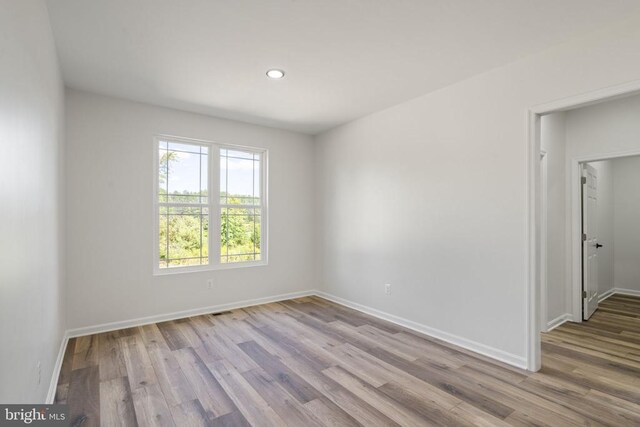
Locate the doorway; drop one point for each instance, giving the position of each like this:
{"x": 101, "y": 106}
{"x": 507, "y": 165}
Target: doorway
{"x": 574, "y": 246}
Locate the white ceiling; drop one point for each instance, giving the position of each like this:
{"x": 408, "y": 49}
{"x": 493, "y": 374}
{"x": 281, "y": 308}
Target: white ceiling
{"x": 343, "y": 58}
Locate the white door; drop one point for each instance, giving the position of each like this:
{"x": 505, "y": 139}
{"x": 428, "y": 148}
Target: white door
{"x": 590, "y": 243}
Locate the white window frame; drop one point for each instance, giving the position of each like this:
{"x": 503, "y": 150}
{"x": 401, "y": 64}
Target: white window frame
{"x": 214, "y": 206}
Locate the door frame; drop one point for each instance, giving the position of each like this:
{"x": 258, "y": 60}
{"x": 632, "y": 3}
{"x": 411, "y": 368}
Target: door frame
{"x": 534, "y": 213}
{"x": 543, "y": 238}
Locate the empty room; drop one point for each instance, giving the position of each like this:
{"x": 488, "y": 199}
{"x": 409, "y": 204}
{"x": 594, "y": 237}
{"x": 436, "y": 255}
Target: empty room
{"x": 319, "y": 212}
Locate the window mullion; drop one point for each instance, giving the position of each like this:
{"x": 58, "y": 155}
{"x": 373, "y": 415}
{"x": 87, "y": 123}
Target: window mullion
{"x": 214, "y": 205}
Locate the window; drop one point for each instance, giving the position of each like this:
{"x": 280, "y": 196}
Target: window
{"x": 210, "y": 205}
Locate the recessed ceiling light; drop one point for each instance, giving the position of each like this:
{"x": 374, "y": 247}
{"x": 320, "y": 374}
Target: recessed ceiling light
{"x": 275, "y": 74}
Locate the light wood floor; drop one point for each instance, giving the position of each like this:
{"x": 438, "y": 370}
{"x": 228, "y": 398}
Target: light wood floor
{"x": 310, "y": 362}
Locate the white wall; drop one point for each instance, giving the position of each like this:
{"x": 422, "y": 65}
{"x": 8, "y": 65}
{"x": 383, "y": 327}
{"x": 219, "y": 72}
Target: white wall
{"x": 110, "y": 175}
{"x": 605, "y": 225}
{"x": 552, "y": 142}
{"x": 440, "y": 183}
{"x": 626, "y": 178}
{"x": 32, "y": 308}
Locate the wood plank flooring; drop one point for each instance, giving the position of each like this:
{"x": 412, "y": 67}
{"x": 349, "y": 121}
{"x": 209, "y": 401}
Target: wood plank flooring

*WHAT THE TASK ASKS*.
Can you give all of these lines again, switching each "drop one point" to "place one point" and leaving everything else unchanged? Leave the pictures out of your answer.

*WRITTEN REPLY*.
Locate the doorway; place one point for each instance, giving the position of each like this:
{"x": 101, "y": 106}
{"x": 507, "y": 165}
Target: doorway
{"x": 574, "y": 246}
Locate the white ceiling; place one point for each instance, giving the position of each like this:
{"x": 408, "y": 49}
{"x": 493, "y": 374}
{"x": 281, "y": 308}
Target: white ceiling
{"x": 343, "y": 58}
Locate the white door; place one point for each instance, giving the position of each like this:
{"x": 505, "y": 139}
{"x": 428, "y": 148}
Target: white door
{"x": 590, "y": 243}
Locate the white window frame; place one point for each instance, giving the position of each like this:
{"x": 503, "y": 150}
{"x": 401, "y": 64}
Target: white window frame
{"x": 214, "y": 206}
Locate the door frame; place one point for each instance, giving the position of each like this:
{"x": 258, "y": 60}
{"x": 632, "y": 3}
{"x": 411, "y": 368}
Target: door frame
{"x": 534, "y": 213}
{"x": 543, "y": 238}
Locate the empty room; place one point for each instance, giving the position of each like this:
{"x": 488, "y": 199}
{"x": 409, "y": 204}
{"x": 594, "y": 237}
{"x": 436, "y": 255}
Target: empty room
{"x": 319, "y": 212}
Locate the window mullion; place one point for each instance, giving the position of each like this:
{"x": 58, "y": 155}
{"x": 373, "y": 415}
{"x": 87, "y": 123}
Target: window mullion
{"x": 214, "y": 205}
Locate the window; place one point for each instance, giving the position of each like this:
{"x": 280, "y": 196}
Target: window
{"x": 210, "y": 205}
Locate the recessed ceiling light; place one point for each instance, giving the position of each like this:
{"x": 374, "y": 247}
{"x": 320, "y": 374}
Target: recessed ceiling light
{"x": 275, "y": 74}
Locate the light wood floor; place one point for each instance, giving the position of each like this:
{"x": 438, "y": 370}
{"x": 228, "y": 398}
Target: light wood floor
{"x": 310, "y": 362}
Locate the white wall; place one point for each instance, giving the position of each like this:
{"x": 422, "y": 65}
{"x": 8, "y": 65}
{"x": 383, "y": 327}
{"x": 219, "y": 72}
Target: white wall
{"x": 110, "y": 175}
{"x": 605, "y": 225}
{"x": 552, "y": 142}
{"x": 440, "y": 183}
{"x": 626, "y": 178}
{"x": 32, "y": 308}
Locate the wood plank flooring; place one point for each instance, giving the position of each like this:
{"x": 412, "y": 67}
{"x": 349, "y": 121}
{"x": 209, "y": 401}
Target: wood plank flooring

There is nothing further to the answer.